EXERCISE MATERIALS ->
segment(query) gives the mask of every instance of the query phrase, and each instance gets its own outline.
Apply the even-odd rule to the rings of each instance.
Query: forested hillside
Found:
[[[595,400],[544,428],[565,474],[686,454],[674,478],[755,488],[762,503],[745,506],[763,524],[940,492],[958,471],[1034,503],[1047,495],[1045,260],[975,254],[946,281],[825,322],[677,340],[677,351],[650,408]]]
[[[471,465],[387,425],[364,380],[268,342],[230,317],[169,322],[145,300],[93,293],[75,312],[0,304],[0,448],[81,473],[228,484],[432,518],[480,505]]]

GIVEN INSTRUCTION -> Swap "forested hillside" for "wooded slope" throughout the records above and give all the lines again, with nothing else changed.

RESPONSE TO THIS TASK ->
segment(query) gives the mask of every instance of the query phrase, and each instance gets its own outline.
Apply the even-odd rule to the rings of each instance.
Query: wooded slope
Found:
[[[595,400],[544,428],[565,474],[686,454],[674,478],[755,488],[762,503],[745,506],[763,524],[940,492],[958,471],[1034,503],[1047,495],[1045,260],[975,254],[946,281],[825,322],[677,340],[677,351],[650,408]]]
[[[471,465],[387,425],[364,380],[268,342],[230,317],[169,322],[145,300],[93,293],[75,312],[0,304],[0,448],[81,473],[228,484],[432,518],[480,505]]]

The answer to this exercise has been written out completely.